Os maneiristas inventaram, dos gestos esmaecidos e dos cinzelados empoeirados das esculturas da antiga Grécia, uma nova Grécia, que coincidiu com a morte da Idade Média: a bella ideia, que as manieri tão cariciosamente invocavam e erigiram em mármore, cores fúnebres e stacatti de árias barrocas era na verdade a terminal máscara para o  cadáver semi-embalsamado pela suntuosa múmia dos significantes maneiristas; foi a cerimônia fúnebre, foram seus codex cênicos, imagéticos e metafóricos o grande leitmotif da subtração preciosista da anamorfose maneirista, aquele que resgata a Cena originária da escultura e da arquibancada gregas para inoculá-la  com este insidioso veneno da maniera, à analogia do fantasista (em 1984) wishful thinking da vacina invocada por Renata Carvalho para Johnny Massaro, perto do final ; assim como a  vacina contém em seu cerne o corpo vitrificado, mortificado, mumificado do vírus para injetar a vida sob a máscara da Morte, a operação maneirista se serviu da arcaica Grécia de Praxíteles, Escopas e Lísipos para inaugurar a Renascença sob a inspiração do menino Jesus da Madona Sistina, velado pelos querubins mortuários que, segundo Daniel Arasse, tinham os rostos mortificados e os dedos emaciados de pungente melancolia porque sabiam que agora finalmente Deus ia morrer, uma vez que desde o monte Sinai Ele havia finalmente se encarnado num homem; toda esta elegíaca constatação fúnebre de que parte para não mais voltar eleva Os Primeiros Soldados à posição agonístca de ser um filme sobre os deuses que chegam para morrer; ao contrário das stars caducas de Femmes femmes (Vecchiali novamente), que dedicavam seu álbum de retratos e músicas demi-faisandés ao Camus de Jouez la comédie!, Rodrigo de Oliveira não precisa adular seus atores ou supra-encantar seu público com uma dedicatória empoeirada; mas é para as personas performáticas e fantasmáticas de Renata Cravalho, Johnny Massaro, Clara Choveaux, etc., como os processos, as ações e as inações que imprimem ao corpo de todo ator uma veleidade de posteridade, de in memoriam encarnado (como pensava o Daney de uma correspondência com Biette sobre Wim Wenders e o fantasma encarnado do ator que atravessa eras e envelhece com o cinema) que o filme é subliminarmente dedicado.

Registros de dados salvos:
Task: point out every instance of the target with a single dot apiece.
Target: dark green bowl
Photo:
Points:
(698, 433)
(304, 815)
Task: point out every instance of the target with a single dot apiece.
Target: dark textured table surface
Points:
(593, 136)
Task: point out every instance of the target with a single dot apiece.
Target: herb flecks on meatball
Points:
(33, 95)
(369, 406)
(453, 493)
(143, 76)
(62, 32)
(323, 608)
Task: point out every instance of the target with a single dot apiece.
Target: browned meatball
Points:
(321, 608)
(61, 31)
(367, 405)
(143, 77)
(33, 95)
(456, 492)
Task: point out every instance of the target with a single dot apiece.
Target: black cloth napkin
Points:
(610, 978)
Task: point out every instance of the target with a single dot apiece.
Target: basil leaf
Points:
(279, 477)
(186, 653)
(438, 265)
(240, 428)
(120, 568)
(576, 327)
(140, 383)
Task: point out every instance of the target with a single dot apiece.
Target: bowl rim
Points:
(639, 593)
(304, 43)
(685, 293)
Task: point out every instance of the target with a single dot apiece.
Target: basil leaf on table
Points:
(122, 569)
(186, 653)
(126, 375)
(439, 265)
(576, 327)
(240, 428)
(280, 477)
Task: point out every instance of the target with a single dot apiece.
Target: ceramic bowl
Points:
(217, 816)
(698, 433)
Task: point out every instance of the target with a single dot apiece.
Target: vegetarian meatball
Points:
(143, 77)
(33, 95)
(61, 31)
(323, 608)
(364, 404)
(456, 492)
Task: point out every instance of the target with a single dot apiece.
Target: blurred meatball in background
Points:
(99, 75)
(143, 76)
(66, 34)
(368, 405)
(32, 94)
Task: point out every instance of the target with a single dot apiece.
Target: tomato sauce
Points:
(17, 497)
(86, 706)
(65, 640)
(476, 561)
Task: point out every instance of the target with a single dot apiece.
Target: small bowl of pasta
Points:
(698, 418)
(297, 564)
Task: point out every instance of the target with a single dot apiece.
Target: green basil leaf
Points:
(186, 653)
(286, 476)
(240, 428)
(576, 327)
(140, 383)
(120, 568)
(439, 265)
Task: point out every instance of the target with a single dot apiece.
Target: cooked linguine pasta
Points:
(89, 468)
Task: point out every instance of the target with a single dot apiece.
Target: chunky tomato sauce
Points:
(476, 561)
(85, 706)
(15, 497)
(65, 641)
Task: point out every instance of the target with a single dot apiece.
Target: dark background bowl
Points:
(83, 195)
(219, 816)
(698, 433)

Problema:
Reescreva de forma mais breve o parágrafo que começa com "Os maneiristas inventaram", do trecho sobre Os Primeiros Soldados, mantendo seus fatos principais.

Solução da tarefa:
Os maneiristas criaram, a partir das esculturas da Grécia antiga, uma nova Grécia, que coincidiu com a morte da Idade Média. A bella ideia que invocavam era, na verdade, a máscara final de um cadáver semiembalsamado.

A vacina invocada por Renata Carvalho para Johnny Massaro, perto do final, contém o corpo mumificado do vírus para injetar a vida sob a máscara da Morte. Do mesmo modo, a operação maneirista serviu-se da Grécia arcaica de Praxíteles, Escopas e Lísipos para inaugurar a Renascença. Fê-lo sob a inspiração do menino Jesus da Madona Sistina, velado por querubins que, segundo Daniel Arasse, tinham rostos mortificados de melancolia porque sabiam que Deus, enfim encarnado num homem, ia morrer.

Essa constatação fúnebre faz de Os Primeiros Soldados um filme sobre os deuses que chegam para morrer. As stars de Femmes femmes, de Vecchiali, dedicavam seu álbum a Camus. Rodrigo de Oliveira, ao contrário, não adula seus atores com uma dedicatória empoeirada. O filme é subliminarmente dedicado às personas de Renata Carvalho, Johnny Massaro, Clara Choveaux e outros. É dedicado também ao que imprime ao corpo de todo ator uma veleidade de posteridade, como pensava Daney numa correspondência com Biette sobre Wim Wenders.